Count the lines in the items below that contain the string "birch", where case matters. Give only the number.

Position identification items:
···
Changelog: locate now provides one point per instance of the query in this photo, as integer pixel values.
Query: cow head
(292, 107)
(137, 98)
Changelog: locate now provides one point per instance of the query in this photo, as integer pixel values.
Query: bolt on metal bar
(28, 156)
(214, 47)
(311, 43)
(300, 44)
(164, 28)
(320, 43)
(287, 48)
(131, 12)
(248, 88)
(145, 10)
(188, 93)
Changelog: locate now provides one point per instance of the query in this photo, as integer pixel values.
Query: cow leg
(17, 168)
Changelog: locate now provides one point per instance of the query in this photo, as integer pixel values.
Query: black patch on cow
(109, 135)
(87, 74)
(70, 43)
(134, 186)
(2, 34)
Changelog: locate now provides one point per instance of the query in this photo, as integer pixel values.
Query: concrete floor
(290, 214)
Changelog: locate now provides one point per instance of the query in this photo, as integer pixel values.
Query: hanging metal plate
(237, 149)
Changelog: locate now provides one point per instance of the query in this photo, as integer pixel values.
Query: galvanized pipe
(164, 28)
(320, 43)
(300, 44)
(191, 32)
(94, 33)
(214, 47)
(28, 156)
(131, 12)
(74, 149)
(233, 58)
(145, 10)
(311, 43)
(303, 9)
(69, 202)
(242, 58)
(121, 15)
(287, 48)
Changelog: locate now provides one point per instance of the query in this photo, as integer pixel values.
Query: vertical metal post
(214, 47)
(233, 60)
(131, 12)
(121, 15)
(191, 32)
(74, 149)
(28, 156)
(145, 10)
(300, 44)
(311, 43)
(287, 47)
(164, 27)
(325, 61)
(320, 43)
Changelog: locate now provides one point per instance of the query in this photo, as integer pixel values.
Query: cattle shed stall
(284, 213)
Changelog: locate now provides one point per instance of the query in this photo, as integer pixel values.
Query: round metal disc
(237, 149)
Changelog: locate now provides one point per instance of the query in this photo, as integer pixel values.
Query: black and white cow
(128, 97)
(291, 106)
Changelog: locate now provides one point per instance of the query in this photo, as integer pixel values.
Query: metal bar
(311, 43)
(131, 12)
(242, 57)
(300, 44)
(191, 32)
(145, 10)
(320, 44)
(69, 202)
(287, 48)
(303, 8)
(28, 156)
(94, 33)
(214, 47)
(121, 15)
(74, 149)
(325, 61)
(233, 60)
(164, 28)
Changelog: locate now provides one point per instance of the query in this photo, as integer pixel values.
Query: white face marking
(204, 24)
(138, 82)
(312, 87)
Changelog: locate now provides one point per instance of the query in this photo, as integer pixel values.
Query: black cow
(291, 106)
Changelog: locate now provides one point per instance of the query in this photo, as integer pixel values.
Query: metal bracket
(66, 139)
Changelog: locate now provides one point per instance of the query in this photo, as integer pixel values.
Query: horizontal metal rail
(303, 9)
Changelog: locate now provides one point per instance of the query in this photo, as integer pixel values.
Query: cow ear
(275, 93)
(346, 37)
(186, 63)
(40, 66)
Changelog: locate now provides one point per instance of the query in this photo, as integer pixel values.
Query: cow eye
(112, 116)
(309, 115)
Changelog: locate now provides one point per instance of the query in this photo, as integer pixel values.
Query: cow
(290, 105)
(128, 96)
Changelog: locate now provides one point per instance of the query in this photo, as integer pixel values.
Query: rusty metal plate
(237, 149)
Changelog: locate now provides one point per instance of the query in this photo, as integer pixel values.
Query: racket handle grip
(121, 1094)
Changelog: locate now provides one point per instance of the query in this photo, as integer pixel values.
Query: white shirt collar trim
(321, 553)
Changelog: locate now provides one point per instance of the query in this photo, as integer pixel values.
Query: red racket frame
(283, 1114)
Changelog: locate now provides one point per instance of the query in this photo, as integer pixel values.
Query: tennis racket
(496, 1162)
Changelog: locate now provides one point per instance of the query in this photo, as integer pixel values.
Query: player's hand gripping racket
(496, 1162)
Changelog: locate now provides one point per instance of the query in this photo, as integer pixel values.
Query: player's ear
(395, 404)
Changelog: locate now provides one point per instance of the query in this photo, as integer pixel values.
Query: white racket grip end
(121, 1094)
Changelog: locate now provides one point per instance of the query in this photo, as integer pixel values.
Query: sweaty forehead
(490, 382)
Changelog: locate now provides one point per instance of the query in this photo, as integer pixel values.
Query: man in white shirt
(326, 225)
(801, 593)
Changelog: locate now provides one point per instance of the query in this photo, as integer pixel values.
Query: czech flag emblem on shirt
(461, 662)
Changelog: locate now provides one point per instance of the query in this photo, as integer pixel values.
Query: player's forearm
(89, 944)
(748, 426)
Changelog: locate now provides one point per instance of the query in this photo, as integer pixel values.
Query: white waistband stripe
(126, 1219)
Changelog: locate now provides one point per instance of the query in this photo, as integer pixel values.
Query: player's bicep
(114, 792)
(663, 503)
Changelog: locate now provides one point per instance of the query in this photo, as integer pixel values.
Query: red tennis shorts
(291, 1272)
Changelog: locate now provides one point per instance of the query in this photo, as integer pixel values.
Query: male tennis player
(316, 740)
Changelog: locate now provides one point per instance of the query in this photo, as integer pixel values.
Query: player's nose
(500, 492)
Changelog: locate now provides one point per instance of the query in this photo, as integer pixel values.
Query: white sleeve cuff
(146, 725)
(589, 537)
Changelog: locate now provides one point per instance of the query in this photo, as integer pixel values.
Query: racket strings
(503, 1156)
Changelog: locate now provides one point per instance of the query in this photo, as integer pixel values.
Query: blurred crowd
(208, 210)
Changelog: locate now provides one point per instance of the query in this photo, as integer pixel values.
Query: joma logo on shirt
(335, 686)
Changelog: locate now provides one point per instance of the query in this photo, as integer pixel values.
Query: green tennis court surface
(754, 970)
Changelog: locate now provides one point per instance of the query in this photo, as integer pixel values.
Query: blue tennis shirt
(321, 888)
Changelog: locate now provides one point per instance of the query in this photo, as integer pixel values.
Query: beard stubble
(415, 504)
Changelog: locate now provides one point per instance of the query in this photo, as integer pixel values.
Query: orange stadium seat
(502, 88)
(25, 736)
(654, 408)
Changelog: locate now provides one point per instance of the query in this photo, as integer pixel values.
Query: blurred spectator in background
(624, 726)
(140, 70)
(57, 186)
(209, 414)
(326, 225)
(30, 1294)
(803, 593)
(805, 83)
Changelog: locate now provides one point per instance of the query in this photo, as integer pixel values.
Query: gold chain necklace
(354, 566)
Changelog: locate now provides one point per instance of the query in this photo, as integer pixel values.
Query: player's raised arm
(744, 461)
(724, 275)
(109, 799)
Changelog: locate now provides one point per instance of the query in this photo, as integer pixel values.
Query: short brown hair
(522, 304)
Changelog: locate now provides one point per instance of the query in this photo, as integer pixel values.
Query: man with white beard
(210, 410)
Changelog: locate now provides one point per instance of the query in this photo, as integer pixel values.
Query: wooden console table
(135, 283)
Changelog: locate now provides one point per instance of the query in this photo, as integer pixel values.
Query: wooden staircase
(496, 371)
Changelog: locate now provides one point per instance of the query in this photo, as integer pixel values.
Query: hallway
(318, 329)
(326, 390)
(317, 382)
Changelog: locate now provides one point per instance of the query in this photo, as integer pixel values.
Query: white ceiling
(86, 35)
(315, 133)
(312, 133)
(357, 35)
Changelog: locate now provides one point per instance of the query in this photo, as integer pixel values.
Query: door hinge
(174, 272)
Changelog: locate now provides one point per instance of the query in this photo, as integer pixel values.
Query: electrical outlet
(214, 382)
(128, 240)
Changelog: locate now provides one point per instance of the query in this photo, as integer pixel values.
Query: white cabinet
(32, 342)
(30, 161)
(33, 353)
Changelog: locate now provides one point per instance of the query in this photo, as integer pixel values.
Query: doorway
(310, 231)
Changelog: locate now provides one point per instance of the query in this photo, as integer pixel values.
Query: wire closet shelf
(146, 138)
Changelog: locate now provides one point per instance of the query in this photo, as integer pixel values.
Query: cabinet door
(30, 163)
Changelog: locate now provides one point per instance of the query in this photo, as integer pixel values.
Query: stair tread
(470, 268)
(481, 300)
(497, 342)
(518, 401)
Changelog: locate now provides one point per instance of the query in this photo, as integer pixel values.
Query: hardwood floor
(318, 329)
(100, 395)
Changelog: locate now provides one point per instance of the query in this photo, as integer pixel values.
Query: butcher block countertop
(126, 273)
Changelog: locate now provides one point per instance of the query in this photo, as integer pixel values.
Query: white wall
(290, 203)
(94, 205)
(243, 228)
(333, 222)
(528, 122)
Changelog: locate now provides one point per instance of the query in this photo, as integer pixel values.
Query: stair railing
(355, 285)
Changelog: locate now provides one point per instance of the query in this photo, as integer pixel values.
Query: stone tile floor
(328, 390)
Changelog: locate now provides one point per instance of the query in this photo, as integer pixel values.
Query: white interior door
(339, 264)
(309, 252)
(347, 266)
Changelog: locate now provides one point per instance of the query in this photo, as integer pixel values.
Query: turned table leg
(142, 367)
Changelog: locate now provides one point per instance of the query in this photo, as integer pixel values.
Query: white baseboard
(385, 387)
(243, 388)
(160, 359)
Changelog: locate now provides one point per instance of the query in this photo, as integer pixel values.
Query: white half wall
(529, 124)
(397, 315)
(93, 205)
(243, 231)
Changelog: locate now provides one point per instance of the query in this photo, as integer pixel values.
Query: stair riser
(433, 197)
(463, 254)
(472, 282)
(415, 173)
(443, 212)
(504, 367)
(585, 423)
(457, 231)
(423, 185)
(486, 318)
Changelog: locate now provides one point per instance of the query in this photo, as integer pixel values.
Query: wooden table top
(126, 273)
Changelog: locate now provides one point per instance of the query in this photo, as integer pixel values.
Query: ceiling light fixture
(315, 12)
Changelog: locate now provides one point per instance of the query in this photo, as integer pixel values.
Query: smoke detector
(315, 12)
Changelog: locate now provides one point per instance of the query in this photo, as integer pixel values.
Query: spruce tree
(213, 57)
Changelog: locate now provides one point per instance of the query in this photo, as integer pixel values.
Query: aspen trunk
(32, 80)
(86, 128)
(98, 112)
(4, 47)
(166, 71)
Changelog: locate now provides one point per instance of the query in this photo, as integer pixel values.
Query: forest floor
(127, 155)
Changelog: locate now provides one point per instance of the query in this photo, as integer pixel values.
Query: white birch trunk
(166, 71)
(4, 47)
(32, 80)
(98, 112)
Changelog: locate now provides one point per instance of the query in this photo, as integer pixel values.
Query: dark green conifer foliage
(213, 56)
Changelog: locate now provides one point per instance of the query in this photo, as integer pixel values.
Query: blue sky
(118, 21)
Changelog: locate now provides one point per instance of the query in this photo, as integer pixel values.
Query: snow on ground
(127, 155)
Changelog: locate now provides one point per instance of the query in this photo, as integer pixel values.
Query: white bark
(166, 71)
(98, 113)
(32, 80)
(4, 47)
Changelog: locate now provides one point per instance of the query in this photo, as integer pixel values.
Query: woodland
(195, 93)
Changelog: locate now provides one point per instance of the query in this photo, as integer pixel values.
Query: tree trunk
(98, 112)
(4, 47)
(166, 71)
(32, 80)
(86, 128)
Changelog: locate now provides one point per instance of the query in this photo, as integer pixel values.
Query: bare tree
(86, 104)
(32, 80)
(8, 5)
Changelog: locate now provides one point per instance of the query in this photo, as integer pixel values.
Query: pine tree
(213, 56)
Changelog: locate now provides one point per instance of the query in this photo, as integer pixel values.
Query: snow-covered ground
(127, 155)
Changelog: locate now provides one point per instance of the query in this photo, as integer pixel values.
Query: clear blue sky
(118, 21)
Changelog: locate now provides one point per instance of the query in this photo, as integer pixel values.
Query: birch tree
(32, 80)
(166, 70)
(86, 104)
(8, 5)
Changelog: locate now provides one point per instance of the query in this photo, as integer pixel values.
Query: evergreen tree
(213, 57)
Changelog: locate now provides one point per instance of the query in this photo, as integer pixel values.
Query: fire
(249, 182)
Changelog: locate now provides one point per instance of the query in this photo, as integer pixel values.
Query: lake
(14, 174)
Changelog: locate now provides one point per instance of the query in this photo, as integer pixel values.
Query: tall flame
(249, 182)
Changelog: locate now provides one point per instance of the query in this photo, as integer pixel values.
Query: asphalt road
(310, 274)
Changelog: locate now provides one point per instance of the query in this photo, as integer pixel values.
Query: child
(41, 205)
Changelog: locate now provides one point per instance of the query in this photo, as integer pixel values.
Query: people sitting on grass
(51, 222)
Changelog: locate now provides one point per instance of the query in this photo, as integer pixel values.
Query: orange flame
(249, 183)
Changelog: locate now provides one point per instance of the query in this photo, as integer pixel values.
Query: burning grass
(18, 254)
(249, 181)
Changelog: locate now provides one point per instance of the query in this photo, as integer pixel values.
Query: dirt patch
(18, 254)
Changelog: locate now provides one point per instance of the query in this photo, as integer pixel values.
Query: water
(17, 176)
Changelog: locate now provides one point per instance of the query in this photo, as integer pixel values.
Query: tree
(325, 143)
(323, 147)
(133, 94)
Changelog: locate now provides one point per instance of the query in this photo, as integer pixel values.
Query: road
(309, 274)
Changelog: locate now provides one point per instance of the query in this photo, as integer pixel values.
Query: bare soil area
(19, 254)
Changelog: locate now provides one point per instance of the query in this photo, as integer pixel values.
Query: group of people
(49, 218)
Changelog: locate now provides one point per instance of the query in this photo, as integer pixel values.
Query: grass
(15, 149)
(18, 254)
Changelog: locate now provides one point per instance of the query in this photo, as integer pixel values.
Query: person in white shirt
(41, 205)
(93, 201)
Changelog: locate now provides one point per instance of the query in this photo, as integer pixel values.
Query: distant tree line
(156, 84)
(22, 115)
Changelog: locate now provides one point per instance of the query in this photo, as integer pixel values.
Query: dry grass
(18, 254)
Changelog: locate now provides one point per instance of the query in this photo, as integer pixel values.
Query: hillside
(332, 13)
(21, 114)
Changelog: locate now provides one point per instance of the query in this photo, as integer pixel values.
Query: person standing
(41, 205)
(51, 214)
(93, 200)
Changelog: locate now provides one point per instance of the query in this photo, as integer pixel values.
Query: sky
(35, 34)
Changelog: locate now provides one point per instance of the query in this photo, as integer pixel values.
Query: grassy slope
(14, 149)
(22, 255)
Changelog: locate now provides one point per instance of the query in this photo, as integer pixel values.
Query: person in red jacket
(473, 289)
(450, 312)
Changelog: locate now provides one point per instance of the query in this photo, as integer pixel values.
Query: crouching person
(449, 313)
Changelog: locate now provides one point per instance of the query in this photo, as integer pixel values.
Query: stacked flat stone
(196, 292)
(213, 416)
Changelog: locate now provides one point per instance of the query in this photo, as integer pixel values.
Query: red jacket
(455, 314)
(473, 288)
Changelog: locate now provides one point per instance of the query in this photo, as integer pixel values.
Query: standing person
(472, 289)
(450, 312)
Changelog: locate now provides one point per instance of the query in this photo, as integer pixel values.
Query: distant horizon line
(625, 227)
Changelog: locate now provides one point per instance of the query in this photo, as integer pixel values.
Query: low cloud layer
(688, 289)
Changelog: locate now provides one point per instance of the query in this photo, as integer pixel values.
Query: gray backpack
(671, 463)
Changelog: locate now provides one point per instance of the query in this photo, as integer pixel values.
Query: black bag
···
▸ **OUTPUT OF THE EXERCISE**
2